(Source records)

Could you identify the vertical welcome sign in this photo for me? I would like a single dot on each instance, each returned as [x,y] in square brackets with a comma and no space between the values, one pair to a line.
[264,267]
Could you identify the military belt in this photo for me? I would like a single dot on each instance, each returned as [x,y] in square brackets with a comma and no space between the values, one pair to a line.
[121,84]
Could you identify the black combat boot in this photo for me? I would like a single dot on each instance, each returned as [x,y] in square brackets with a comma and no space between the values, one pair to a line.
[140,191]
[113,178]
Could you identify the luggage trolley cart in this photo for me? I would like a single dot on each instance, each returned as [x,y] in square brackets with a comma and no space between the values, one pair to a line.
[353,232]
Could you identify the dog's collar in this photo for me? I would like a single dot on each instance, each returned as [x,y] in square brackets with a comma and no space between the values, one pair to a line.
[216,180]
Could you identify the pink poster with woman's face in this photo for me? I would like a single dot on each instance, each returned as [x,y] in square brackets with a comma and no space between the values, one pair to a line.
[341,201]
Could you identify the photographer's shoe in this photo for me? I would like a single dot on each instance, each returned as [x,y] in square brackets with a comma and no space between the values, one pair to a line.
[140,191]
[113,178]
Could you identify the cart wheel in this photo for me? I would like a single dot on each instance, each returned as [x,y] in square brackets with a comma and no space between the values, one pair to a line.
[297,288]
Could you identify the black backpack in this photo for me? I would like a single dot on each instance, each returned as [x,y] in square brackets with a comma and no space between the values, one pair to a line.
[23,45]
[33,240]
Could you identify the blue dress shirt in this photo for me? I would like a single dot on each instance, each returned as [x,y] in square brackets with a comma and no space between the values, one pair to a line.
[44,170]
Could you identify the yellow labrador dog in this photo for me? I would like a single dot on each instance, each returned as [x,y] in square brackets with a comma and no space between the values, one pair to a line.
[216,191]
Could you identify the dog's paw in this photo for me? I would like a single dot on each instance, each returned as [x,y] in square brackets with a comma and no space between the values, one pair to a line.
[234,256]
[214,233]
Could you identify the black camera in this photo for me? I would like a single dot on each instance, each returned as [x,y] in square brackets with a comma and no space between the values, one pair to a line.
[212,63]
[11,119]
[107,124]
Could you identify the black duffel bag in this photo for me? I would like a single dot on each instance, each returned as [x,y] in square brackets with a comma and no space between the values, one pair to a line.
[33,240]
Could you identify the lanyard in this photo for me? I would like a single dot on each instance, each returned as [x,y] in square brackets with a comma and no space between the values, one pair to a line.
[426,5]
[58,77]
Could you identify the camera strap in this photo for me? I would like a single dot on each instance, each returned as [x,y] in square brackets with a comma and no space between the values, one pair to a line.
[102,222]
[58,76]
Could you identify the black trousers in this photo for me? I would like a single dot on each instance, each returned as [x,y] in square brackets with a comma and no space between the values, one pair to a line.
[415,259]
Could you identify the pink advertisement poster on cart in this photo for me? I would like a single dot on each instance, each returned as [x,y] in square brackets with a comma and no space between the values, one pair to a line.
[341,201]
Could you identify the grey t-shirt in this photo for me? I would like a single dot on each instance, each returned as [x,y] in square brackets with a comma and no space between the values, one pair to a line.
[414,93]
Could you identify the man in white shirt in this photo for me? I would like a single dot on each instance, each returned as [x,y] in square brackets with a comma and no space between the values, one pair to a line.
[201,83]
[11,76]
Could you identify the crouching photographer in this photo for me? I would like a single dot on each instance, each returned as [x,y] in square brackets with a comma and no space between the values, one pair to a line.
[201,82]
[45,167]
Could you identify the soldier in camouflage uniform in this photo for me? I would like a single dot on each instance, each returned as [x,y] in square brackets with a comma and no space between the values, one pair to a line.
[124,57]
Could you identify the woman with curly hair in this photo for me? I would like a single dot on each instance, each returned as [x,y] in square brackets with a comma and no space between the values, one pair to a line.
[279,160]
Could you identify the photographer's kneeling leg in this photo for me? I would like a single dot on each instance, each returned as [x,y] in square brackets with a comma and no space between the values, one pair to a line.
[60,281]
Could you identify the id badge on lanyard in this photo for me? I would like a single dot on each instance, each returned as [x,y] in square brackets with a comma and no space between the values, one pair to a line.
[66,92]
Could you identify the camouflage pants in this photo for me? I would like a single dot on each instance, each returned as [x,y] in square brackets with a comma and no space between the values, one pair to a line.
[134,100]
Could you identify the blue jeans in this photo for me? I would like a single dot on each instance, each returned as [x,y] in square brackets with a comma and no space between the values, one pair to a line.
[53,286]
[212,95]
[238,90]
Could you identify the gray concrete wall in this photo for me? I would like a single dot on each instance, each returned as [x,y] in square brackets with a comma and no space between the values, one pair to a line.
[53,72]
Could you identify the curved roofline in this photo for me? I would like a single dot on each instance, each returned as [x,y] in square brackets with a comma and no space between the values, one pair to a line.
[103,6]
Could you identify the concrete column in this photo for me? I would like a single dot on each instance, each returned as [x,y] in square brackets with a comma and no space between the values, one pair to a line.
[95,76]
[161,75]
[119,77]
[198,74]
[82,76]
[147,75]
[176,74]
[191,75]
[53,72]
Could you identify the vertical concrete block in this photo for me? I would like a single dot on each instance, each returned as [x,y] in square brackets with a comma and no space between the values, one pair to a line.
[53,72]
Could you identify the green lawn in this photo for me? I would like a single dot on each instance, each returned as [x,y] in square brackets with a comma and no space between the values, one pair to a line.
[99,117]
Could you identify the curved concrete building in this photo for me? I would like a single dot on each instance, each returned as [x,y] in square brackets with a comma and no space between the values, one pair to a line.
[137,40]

# Set task
Add 87 to each x and y coordinate value in the answers of the data, from the line containing "Could you identify the gray" through the final line, both included, and give those lines again with every request unchanged.

# Right answer
Could you identify the gray concrete wall in this photo for me? I would like a single dot on each instance, each returned as [x,y] in square brackets with a comma and no space between the values, one pair to a line.
[140,159]
Could you identify the curved roofline in this photo for me? I would like a single dot on each instance, each returned as [x,y] in square brackets with a comma and no space between the values, one pair to a line.
[190,93]
Could you identify the concrete column in this photo for me? I would like a single dot on each instance, each returned as [x,y] in square brackets with a comma and no space between the values, one pair to a line.
[182,163]
[248,162]
[206,164]
[285,161]
[169,163]
[234,162]
[263,161]
[278,162]
[140,159]
Could you identify the vertical concrete block in this photo for me? I would like a single dot on each instance, each returned as [x,y] in square brackets with a comma and no space between the values, one pair to a line.
[140,159]
Could you identify the green lawn in this photo for me? I would like a single dot on each instance, each returned as [x,y] in square brackets with a comma and no space between the values, one pair to a line.
[186,204]
Could you identify the curved concrete building in this photo for me? I would like a single dot on each instance, each returned as [x,y] in square brackets with a comma and no space between the values, one pair to a line.
[224,127]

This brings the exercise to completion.